Referring expression pointing data
•••••
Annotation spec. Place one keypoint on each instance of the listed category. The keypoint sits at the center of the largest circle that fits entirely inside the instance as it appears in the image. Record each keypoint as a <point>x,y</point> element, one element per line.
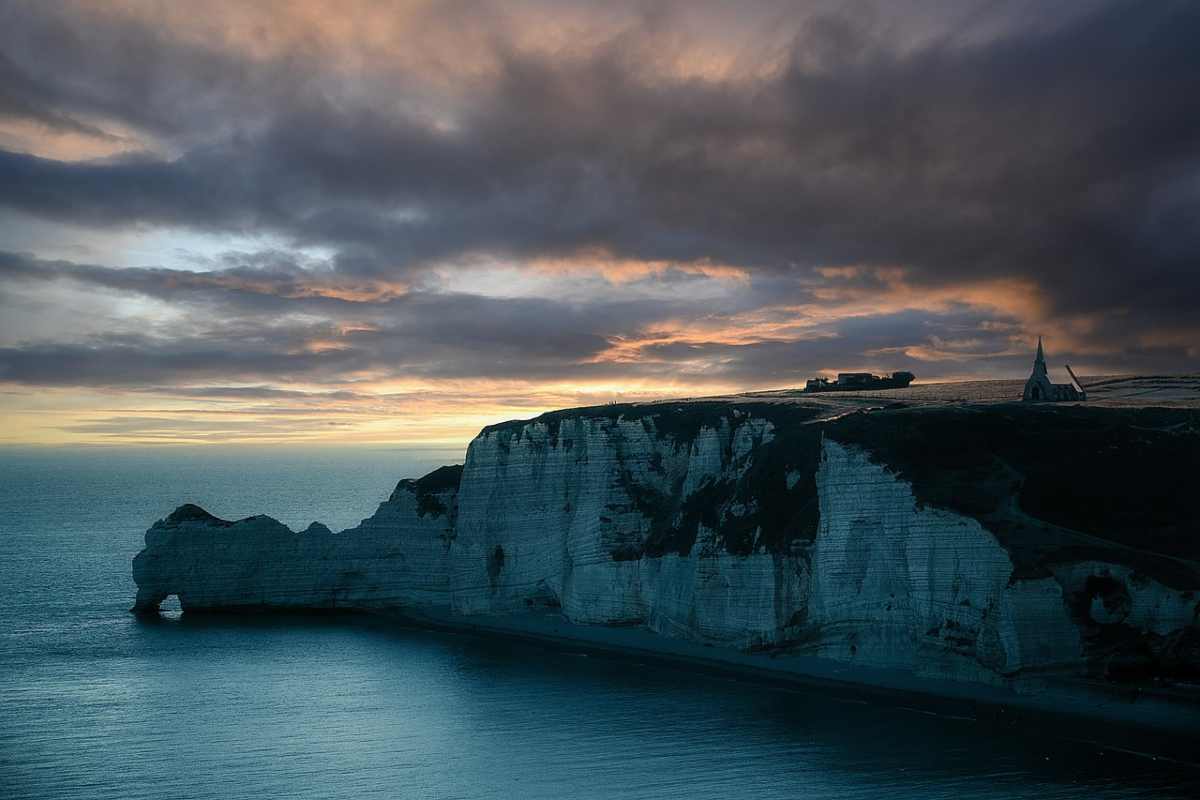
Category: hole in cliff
<point>171,607</point>
<point>1105,600</point>
<point>495,563</point>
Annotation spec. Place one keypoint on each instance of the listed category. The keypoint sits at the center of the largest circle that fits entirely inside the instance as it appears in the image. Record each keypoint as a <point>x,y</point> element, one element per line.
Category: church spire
<point>1039,362</point>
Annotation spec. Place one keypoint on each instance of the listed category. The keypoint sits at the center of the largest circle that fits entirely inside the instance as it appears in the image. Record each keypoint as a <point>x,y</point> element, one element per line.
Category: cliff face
<point>936,542</point>
<point>395,558</point>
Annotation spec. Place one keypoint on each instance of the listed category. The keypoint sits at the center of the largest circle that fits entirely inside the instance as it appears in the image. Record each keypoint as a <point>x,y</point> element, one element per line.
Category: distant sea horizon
<point>101,705</point>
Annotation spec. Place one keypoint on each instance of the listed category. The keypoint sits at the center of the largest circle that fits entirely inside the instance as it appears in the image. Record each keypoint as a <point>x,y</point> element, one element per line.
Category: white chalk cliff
<point>742,525</point>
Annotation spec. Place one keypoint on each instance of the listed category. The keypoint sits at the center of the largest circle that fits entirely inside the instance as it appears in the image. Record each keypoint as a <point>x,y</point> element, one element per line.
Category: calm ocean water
<point>97,704</point>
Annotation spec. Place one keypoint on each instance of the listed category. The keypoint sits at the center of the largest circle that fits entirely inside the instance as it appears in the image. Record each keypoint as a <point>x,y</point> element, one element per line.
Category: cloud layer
<point>621,197</point>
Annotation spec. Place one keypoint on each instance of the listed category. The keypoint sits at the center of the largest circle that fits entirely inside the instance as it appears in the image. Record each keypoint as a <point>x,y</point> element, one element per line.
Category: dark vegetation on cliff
<point>429,487</point>
<point>1054,483</point>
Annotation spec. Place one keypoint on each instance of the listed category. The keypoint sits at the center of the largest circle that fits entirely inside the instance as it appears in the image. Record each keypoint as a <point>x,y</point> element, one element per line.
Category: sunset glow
<point>281,222</point>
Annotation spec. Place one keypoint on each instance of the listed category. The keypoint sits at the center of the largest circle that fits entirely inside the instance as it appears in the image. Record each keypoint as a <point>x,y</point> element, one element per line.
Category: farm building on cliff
<point>1039,389</point>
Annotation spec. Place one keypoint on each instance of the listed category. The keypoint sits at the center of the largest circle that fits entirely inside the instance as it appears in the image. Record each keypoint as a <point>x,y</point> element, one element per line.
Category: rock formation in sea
<point>985,543</point>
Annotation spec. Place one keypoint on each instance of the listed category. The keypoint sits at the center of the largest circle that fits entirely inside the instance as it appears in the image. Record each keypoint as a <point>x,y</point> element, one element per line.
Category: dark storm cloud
<point>1069,156</point>
<point>1066,155</point>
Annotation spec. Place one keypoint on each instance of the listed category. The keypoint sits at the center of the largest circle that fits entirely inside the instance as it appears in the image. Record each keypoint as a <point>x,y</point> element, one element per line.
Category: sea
<point>96,703</point>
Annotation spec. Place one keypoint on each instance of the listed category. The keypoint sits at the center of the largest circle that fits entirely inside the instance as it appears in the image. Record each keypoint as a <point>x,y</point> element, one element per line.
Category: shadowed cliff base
<point>1018,547</point>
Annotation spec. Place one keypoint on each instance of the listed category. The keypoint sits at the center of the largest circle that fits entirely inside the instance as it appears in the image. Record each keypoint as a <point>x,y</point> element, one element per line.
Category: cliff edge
<point>1002,543</point>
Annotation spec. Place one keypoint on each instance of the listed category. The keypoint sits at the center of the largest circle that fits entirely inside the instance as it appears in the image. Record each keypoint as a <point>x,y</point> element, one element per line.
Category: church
<point>1038,388</point>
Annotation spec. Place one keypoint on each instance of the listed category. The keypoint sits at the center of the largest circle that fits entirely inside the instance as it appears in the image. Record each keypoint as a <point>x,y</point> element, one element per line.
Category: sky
<point>394,223</point>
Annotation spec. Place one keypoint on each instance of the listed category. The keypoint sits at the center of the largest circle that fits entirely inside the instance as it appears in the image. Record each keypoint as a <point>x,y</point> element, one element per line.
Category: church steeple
<point>1039,362</point>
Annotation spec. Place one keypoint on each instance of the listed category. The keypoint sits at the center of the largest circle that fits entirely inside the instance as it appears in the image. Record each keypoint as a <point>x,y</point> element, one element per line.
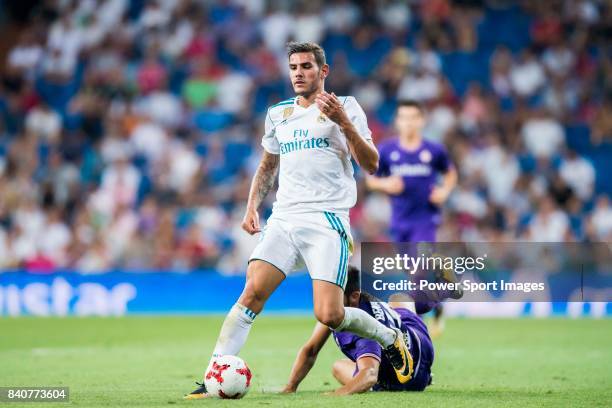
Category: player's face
<point>306,76</point>
<point>409,120</point>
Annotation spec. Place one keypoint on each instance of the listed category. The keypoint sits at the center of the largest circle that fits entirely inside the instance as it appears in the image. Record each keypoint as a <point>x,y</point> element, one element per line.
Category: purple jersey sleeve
<point>383,161</point>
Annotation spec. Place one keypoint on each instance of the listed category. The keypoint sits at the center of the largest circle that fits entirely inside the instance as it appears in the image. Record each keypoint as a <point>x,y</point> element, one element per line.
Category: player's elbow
<point>371,164</point>
<point>372,167</point>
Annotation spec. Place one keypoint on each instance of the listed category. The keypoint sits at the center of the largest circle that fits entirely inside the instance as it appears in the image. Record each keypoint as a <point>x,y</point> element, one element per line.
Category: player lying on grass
<point>366,367</point>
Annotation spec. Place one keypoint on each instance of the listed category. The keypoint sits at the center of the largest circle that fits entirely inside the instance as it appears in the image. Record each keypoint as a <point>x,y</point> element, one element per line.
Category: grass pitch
<point>153,361</point>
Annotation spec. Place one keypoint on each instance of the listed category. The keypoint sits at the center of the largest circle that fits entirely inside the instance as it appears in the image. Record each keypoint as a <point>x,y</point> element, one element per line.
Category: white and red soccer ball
<point>228,377</point>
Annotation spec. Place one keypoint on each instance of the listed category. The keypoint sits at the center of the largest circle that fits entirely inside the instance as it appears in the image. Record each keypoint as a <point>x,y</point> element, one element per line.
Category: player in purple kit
<point>409,169</point>
<point>418,176</point>
<point>366,367</point>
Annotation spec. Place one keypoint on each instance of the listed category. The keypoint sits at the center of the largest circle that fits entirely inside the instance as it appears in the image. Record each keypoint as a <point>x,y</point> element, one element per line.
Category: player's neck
<point>411,141</point>
<point>306,100</point>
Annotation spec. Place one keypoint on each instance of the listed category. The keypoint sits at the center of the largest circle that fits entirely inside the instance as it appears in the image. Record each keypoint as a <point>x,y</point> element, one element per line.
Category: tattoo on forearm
<point>264,178</point>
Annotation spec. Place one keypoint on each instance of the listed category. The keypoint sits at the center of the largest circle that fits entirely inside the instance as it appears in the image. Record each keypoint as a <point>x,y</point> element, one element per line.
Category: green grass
<point>153,361</point>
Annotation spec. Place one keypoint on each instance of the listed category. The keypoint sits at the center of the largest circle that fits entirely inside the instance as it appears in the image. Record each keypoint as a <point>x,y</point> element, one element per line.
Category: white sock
<point>362,324</point>
<point>234,331</point>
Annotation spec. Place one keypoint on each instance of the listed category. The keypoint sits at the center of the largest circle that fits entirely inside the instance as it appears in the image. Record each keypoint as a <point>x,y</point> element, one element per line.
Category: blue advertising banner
<point>120,293</point>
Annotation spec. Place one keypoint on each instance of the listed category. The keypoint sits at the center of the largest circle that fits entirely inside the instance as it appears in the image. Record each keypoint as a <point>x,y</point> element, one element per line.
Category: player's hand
<point>250,222</point>
<point>438,195</point>
<point>331,106</point>
<point>395,185</point>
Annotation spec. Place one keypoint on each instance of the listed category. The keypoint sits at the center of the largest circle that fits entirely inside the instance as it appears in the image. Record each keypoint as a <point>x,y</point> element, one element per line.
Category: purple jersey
<point>413,215</point>
<point>418,340</point>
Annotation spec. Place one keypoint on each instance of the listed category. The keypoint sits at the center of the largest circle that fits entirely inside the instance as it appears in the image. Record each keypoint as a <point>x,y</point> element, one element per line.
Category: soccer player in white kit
<point>309,141</point>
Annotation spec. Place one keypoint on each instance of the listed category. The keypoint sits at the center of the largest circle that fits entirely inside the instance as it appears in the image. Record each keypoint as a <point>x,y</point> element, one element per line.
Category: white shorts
<point>319,240</point>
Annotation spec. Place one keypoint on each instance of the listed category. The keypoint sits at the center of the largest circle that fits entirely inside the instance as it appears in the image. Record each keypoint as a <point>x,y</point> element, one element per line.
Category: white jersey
<point>316,173</point>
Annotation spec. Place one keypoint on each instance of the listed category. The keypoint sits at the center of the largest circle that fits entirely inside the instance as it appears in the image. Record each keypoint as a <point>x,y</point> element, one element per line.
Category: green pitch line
<point>153,361</point>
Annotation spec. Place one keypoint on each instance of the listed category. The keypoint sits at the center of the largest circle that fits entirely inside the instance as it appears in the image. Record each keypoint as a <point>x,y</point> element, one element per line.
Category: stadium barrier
<point>120,293</point>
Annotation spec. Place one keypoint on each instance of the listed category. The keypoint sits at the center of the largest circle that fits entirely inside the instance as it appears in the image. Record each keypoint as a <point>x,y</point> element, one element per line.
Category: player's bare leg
<point>262,280</point>
<point>343,370</point>
<point>330,310</point>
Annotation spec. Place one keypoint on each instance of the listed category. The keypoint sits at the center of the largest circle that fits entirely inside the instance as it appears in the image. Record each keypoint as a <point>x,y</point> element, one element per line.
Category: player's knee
<point>331,317</point>
<point>337,370</point>
<point>252,298</point>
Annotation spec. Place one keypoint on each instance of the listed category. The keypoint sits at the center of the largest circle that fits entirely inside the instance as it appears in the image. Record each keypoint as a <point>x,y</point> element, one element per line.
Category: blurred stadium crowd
<point>130,130</point>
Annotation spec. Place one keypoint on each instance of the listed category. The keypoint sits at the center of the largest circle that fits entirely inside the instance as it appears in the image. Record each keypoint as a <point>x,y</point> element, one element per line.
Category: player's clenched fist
<point>250,222</point>
<point>330,105</point>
•••••
▶ **Work required**: Beginning at the line containing "Category: stadium barrier", repeat each line exactly through the last line of the entries, and include no other lines.

▶ **Written reply**:
Category: stadium barrier
<point>120,293</point>
Annotation spec. Place one keypoint on each instance of the listed category. The keypoint sits at the center of the largest circle that fits entirely inside the instance as it appears in the image. Record each keypoint as a <point>x,y</point> element, one element per line.
Category: player's bare leg
<point>262,280</point>
<point>343,370</point>
<point>330,310</point>
Annotation spec. Place one keypoint on each instance of the listed category. The keypoint sits at the center of the largest circle that fits entirely inside the instance as it appears in the image. Record each keypoint as a <point>x,y</point> element, one element per line.
Category: player's knee
<point>331,317</point>
<point>337,370</point>
<point>252,298</point>
Annotation spec. Place one keypoint on each instance of the listed category. The keypoint sits at the center of the largest circle that fits entirely inside the instance as it appears in the image. Record each keypoint as a <point>x,y</point> element, one element per line.
Category: blurred stadium crowd
<point>130,130</point>
Annotation spec. Place one keypoint on each instance of the listed category. The keypoint sits at the center of the largest circle that fits entirely inside the instance as it appears in the image. Record each keypoint as a <point>x,y</point> element, one element per line.
Category: player's clenched fist
<point>250,222</point>
<point>330,105</point>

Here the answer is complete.